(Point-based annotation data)
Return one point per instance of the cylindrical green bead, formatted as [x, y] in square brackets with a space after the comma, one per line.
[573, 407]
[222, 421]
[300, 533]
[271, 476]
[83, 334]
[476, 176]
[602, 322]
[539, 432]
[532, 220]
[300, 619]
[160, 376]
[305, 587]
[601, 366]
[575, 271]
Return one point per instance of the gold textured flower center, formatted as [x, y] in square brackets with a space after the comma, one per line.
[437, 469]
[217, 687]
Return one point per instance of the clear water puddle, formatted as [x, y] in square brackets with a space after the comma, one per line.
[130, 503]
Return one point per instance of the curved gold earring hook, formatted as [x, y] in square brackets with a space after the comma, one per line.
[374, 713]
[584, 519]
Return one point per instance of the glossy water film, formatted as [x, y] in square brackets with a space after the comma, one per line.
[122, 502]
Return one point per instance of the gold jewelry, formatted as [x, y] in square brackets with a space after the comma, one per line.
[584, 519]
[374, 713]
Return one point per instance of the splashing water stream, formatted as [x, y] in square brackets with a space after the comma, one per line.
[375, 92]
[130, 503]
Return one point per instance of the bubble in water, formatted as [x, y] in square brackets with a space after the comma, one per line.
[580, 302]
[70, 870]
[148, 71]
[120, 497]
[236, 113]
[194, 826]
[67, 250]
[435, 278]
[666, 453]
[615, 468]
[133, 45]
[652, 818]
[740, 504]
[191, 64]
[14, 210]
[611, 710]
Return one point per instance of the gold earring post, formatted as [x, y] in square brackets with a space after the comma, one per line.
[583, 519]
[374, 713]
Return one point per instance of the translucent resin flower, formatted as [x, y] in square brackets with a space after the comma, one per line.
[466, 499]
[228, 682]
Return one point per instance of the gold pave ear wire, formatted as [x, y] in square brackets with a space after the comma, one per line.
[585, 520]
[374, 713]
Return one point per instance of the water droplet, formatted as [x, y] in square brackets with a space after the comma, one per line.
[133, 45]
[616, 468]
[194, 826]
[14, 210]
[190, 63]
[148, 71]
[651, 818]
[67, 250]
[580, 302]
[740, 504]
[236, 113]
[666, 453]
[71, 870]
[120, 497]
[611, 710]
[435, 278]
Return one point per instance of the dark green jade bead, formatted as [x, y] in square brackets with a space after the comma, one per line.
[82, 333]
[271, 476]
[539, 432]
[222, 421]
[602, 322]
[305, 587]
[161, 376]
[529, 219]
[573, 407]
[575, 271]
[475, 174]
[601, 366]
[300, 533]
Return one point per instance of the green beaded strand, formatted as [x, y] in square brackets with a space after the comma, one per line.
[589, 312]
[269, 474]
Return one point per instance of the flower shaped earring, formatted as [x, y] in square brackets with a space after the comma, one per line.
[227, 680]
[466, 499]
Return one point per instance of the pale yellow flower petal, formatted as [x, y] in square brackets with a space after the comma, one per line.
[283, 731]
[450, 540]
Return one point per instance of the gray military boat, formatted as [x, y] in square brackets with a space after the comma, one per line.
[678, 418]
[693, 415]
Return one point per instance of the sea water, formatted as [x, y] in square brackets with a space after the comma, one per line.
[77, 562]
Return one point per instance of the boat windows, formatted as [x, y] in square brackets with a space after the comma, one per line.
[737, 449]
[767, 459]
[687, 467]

**Given instruction**
The records above must be output exactly, in full.

**The result**
Return one point per instance of the cylindrical green bead, formatted as [x, y] in square brackets with a space after the comma, one per line.
[573, 407]
[222, 421]
[300, 533]
[271, 476]
[83, 334]
[476, 176]
[602, 322]
[539, 432]
[532, 220]
[300, 619]
[160, 376]
[305, 587]
[601, 366]
[575, 271]
Return one point per instance of the gold textured flower center, formatted as [x, y] in square brackets with a space after the comma, one per line.
[437, 469]
[217, 687]
Return one point per instance of the clear water puddle, formatted as [x, y] in square brackets with a space after the comma, one per line.
[130, 503]
Return one point per instance of the curved gold earring hook, formatted as [x, y] in square brackets with a space after the comma, one per line.
[374, 713]
[584, 519]
Return one point per instance of the glossy water film, formatted as [x, y] in square brackets with a space after the comma, one per line.
[122, 502]
Return one point per instance of the gold jewelry, formatted as [x, y] in square brackets with a space after the comma, one per line.
[584, 519]
[374, 713]
Return one point per instance of the splashing water stream, formatted as [x, y] in square brackets with a space after the comma, one per line.
[375, 92]
[130, 503]
Return one point per instance of the bubble in water, formatted as [x, y] in square brackets with a space after the comma, one per line.
[580, 302]
[70, 870]
[148, 71]
[120, 497]
[236, 113]
[194, 826]
[67, 250]
[435, 278]
[666, 453]
[615, 468]
[133, 45]
[652, 818]
[740, 504]
[191, 64]
[14, 210]
[611, 710]
Return one point per instance of the gold earring post, formatted as [x, y] in square brackets with a space after the comma, one per line.
[583, 519]
[374, 713]
Return one point per instance of the translucent resin flower, formatted as [x, y] in square brackets with a space after the comma, one per line.
[466, 499]
[228, 682]
Return one point per instance of the gold pave ear wire, formatted as [x, y] in square brackets with a space after the comma, one per line.
[585, 520]
[374, 713]
Return one point per instance of the water droplet, formatted as [x, y] in square brackets with a space after the comma, one per line.
[133, 45]
[616, 468]
[194, 826]
[14, 210]
[190, 63]
[148, 71]
[651, 818]
[67, 250]
[580, 302]
[740, 504]
[236, 113]
[666, 453]
[71, 870]
[120, 497]
[611, 710]
[435, 278]
Return one point per instance of the dark green jade bead, formatted as [x, y] in square brackets with a space after the comma, one per line.
[82, 333]
[271, 476]
[539, 432]
[222, 421]
[602, 322]
[305, 587]
[161, 376]
[529, 219]
[573, 407]
[575, 271]
[475, 174]
[601, 366]
[300, 533]
Return one point per instance of the green beaded strand, formatted as [x, y] in square brackets with a space after the comma, one per line.
[589, 312]
[269, 474]
Return one point per instance of the flower shaped earring, formatted as [x, y] in square brackets with a space after the comma, one per line.
[227, 680]
[466, 499]
Return one point per instance of the pale yellow flower petal, formatted as [x, y] in square brackets with a space after the comma, one per line.
[283, 731]
[450, 540]
Return one point per instance of the gray military boat, formatted as [x, y] in square brackets with a space after the comma, one per line.
[678, 418]
[693, 415]
Return one point per instance of the sea water, formatted as [x, y] in square brackets with a space after the comma, one per line.
[77, 562]
Return one point per instance of the boat windows, formatted as [x, y] in square brackets with a space after the comma, one per line.
[737, 449]
[767, 459]
[687, 467]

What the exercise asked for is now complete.